SELECTED PASSAGE ->
Deadly sins of design education

Roman Romaniv
5 min readMay 24, 2022

Who is this article for? Junior/intern designers, students, and others eager to join the industry; educators; could also fit for developers and other tech roles.

TL;DR

Avoid fast education and find your content through industry-renown publishers and smart-looking people on LinkedIn. Podcasts won’t hurt. Most importantly, adjust your learning style as your skills expand. Uniform education may fit only at the start.

A dramatic black&white TV narrative for you to continue reading

A pic to help with the imagination of a stock video background

The quality of design education gets worse. We have more and more people joining the industry, and thus more courses and practices are coming up each year. The entry-level gets higher, people strive to outpace everyone and are learning on Instagram and Youtube with a slice of pizza instead of a notebook.

Education and content creation have a lot in common: certain posting/learning frequency, a defined target audience, and tone of voice. The bad thing is that content creation comes with an extra pile that can be detrimental to one’s education. So here is my stone at fast education:

Fast education is mainly a product of fast content creation: ambiguous, repetitive, oversimplified, and shiny.

Cult of inspiration

There are many websites, newsletters, and awards, showing you the pure perfection of what the design can be. Don’t make a cult out of inspiration and set yourself up for failure.

This is real life: with deadlines, tight budgets, and lazy developers. While you can and should strive for the best, it won’t always be the case. They say “steal like a designer,” — and it’s okay to get inspired by great ideas, but don’t let those ideas become a benchmark for what you do.

Outtake: let YOUR work be a ground benchmark. If you have enough practice, your work will also be on a wall of fame one day.

One-size-fits-all education

“How to design a website,” “What is good research,” and “How to sacrifice a sheep.” You have seen posts like these. Well, maybe except for the sheep sacrifice. As you practice, you will find your tools and books, inspiration, and workflow.

Unless you are a beginner, uniform education won’t likely fit your context or job. It may be sufficient for ground knowledge, but don’t get stuck looking for everything at the same time. Get specific, and adjust your learning style as you grow. Instead of taking three different-complexity design courses, dig deeper. Are you interested in enterprise UX? Are you interested in mobile animation? Are you interested in VR/AR? Go for it!

DATA ->
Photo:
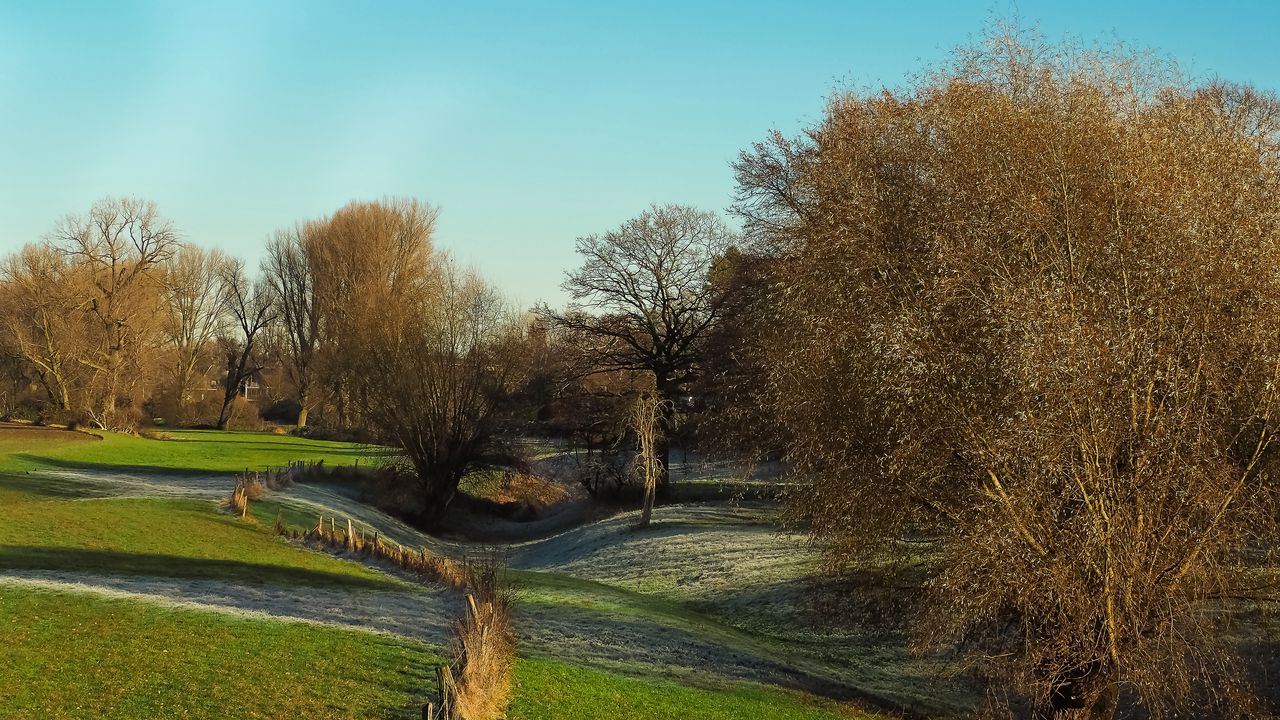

PROBLEMS AND TASKS ->
1. Summarize the article on design education in two sentences.
2. Which four adjectives does the article on design education use to describe fast content creation?
The material is not required for any of this work.

WRITTEN RESPONSES ->
1. The article on design education argues that design education is getting worse as more people join the industry and learn from Instagram and YouTube, and it warns against fast education, which it describes as a product of fast content creation. It cautions against making a cult of inspiration and against one-size-fits-all education, advising learners to let their own work be the benchmark and to get specific, adjusting their learning style as their skills grow.

2. Ambiguous, repetitive, oversimplified, and shiny.